Source data —
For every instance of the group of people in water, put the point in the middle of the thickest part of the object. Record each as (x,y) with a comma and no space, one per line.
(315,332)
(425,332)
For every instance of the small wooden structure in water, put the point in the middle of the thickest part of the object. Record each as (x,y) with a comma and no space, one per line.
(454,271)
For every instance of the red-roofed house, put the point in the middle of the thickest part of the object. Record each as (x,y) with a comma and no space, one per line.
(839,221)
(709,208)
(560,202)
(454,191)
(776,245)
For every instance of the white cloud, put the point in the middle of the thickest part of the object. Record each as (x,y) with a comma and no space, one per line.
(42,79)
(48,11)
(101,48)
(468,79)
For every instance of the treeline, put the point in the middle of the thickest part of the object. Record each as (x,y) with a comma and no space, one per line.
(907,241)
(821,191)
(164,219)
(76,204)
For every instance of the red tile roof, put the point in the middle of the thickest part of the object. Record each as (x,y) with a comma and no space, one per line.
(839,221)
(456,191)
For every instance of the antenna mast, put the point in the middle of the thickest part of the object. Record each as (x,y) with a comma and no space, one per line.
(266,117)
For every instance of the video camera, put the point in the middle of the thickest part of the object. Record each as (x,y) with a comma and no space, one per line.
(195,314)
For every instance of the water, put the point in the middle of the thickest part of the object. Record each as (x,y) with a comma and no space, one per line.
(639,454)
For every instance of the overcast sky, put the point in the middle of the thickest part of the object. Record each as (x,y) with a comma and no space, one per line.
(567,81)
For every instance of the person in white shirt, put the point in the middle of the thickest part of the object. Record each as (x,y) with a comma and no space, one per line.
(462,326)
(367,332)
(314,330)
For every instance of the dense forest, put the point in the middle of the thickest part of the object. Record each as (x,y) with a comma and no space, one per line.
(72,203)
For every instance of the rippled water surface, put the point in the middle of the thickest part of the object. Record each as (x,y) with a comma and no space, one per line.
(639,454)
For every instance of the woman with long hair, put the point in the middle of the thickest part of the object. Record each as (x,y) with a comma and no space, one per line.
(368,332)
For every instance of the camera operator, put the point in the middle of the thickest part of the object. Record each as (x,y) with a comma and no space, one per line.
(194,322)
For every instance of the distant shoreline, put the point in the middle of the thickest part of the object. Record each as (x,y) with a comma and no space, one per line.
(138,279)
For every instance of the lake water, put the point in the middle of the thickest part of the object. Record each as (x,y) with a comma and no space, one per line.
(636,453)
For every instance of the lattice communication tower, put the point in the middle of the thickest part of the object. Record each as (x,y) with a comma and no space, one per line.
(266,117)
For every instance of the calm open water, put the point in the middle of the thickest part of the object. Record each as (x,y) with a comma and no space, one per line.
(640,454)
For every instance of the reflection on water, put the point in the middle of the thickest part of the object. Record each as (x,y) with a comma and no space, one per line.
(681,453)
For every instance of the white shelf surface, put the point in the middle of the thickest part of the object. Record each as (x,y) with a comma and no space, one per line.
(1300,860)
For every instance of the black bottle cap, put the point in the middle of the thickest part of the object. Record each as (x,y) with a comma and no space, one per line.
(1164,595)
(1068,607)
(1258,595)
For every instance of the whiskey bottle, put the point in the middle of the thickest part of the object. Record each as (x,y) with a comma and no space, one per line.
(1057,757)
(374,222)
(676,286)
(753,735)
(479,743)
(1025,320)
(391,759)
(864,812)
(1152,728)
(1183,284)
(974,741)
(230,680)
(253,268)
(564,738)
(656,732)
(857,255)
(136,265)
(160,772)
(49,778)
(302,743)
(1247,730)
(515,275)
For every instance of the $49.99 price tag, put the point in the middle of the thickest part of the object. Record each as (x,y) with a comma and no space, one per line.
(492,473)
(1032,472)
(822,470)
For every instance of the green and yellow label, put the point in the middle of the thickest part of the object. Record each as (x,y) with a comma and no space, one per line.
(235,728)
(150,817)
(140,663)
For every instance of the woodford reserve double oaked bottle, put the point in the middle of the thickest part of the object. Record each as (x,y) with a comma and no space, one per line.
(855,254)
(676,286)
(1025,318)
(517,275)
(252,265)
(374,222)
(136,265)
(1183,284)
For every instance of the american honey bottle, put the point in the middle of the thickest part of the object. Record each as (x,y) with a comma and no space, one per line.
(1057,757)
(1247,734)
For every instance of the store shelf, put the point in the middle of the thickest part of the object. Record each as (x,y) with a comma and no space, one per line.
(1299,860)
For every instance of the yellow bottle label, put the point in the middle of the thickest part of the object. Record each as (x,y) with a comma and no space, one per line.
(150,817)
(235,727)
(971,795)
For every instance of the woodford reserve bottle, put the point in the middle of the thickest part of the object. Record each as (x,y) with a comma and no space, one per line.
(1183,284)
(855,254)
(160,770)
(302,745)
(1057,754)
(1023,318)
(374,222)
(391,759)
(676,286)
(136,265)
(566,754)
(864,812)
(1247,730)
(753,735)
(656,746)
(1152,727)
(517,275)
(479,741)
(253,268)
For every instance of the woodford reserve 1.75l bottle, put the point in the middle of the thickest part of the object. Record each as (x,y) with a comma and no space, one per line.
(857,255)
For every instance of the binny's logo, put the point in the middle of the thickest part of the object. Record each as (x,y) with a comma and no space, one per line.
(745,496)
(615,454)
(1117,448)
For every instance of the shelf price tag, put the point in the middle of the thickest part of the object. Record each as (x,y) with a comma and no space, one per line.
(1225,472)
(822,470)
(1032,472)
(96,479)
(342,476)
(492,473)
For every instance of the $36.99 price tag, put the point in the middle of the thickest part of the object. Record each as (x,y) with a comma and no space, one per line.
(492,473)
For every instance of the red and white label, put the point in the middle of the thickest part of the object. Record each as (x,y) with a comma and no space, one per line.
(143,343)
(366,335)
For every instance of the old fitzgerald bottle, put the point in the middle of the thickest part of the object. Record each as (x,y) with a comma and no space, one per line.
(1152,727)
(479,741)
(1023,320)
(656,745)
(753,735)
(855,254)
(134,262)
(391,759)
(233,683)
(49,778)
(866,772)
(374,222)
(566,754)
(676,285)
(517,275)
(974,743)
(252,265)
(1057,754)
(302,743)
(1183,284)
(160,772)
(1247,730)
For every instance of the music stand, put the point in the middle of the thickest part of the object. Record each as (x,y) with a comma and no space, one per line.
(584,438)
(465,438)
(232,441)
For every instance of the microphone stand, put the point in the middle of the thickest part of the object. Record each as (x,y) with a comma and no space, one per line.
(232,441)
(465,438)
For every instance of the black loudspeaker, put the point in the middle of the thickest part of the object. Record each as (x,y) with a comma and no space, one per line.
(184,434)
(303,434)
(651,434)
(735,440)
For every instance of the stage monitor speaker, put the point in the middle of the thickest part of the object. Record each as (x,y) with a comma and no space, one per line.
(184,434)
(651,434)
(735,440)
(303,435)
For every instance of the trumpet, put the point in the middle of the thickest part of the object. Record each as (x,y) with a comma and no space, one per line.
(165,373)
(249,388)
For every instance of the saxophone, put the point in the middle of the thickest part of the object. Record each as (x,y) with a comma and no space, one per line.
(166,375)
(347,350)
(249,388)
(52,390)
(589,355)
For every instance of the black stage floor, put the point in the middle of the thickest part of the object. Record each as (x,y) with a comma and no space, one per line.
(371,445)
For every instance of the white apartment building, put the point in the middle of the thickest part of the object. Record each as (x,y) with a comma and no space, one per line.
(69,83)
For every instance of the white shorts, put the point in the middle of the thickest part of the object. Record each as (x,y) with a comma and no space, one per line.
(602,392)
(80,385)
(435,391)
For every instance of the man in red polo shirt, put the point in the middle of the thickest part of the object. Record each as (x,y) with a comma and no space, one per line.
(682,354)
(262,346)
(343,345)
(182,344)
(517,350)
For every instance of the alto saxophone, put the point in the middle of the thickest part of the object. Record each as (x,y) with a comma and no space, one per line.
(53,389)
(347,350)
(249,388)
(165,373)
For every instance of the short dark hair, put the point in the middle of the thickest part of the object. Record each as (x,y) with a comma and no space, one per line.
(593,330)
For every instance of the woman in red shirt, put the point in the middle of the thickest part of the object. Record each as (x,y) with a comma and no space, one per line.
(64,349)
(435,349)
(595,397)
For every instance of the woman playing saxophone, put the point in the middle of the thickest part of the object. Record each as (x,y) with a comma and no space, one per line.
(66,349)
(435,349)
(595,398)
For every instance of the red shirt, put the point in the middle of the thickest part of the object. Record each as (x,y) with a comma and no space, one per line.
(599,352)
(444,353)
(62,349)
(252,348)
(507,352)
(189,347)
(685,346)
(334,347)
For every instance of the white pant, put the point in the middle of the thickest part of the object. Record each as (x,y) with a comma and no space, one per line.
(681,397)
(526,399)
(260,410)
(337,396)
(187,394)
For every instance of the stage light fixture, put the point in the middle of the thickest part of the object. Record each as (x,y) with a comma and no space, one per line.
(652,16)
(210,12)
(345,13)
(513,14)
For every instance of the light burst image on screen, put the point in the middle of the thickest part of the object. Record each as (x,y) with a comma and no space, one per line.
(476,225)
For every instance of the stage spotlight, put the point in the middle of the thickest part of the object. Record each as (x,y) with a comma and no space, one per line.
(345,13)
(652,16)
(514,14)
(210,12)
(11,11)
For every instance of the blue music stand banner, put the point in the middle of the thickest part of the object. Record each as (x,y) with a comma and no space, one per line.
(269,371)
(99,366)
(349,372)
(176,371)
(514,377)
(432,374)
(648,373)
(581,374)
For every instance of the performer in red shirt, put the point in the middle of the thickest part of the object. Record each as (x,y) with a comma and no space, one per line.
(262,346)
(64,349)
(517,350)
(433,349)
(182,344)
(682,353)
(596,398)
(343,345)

Work required — Look for the line that contains "For every instance of the blue" in the entries above. Set it down, along with all later lines, exactly as written.

Problem solution —
For every instance of the blue music stand banner, put the point in the middle of the thickest part of the object. Record each as (x,y) with a comma and no space, one per line.
(269,371)
(99,366)
(349,372)
(176,371)
(514,377)
(432,374)
(648,373)
(581,374)
For every instance of the performer in red shirt, put the point in the middle of the thickest part of the object. Record each as (x,y) with a comma and no space, one per line.
(262,346)
(64,349)
(517,350)
(433,349)
(182,344)
(682,353)
(596,398)
(343,345)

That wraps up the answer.